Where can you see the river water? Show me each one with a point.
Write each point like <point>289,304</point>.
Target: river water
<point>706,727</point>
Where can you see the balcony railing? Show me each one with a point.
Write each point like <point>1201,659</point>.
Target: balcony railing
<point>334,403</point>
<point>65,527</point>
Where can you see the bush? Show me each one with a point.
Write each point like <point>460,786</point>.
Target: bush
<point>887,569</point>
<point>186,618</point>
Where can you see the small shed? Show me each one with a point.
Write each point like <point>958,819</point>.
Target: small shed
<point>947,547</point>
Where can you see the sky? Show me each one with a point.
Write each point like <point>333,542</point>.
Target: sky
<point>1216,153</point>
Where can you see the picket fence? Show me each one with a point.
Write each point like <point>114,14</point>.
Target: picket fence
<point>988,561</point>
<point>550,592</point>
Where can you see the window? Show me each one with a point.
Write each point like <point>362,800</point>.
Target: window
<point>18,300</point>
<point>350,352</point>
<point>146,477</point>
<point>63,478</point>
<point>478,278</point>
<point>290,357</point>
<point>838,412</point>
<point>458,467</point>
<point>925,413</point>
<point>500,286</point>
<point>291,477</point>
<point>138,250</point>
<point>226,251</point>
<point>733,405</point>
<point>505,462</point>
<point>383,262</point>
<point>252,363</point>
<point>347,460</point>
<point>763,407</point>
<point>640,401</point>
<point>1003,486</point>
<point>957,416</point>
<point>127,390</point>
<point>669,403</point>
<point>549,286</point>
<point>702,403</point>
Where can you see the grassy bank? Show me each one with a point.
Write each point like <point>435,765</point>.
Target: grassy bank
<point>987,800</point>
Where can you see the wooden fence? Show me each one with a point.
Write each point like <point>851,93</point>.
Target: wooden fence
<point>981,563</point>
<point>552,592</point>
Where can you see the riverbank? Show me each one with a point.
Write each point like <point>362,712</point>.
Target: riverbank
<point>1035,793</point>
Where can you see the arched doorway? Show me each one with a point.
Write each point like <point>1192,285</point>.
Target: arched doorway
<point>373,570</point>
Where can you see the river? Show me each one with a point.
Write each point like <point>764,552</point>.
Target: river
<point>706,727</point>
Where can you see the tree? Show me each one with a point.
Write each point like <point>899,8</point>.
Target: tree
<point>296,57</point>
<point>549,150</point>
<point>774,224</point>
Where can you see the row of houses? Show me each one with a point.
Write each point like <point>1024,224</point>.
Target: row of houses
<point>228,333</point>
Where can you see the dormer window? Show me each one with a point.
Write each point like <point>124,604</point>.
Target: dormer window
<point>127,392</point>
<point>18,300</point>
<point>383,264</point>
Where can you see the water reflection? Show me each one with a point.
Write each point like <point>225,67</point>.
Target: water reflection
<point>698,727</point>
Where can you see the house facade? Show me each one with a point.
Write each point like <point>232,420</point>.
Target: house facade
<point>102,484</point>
*****
[ACTIVITY]
What is needed is an exact printout of every line from the one with "Write each point like <point>851,93</point>." through the end of the data, including both, and nothing more.

[EXERCISE RESPONSE]
Write each point like <point>851,93</point>.
Target: wooden fence
<point>981,563</point>
<point>552,592</point>
Where can you see the riverbank? Show me each one with a point.
Write each point like <point>362,712</point>.
Target: riverbank
<point>1035,793</point>
Where can you see the arched doorway? Show me each one with a point.
Write each point like <point>1192,285</point>.
Target: arched doorway
<point>373,570</point>
Where can you see the river? Show me each one with a point.
Write each point like <point>764,552</point>.
Target: river
<point>706,727</point>
Where can you see the tree? Show me each one with a point.
Write each point like <point>899,8</point>.
Target: tree
<point>296,57</point>
<point>549,150</point>
<point>774,224</point>
Where can you see the row of houses? Show me each one with a point.
Write each point like <point>1024,224</point>.
Target: row of houses
<point>228,333</point>
Where can you see the dormer window? Show me each one with a point.
Write each point like <point>124,604</point>.
Target: dormer window
<point>127,392</point>
<point>18,300</point>
<point>383,264</point>
Where can you see the water reflection? Show me each one with a point.
Write each point like <point>225,67</point>.
Target: water reflection
<point>698,727</point>
Where can you see the house facade? Show me each one with a point.
Write each point like <point>232,420</point>.
Target: house facade
<point>102,484</point>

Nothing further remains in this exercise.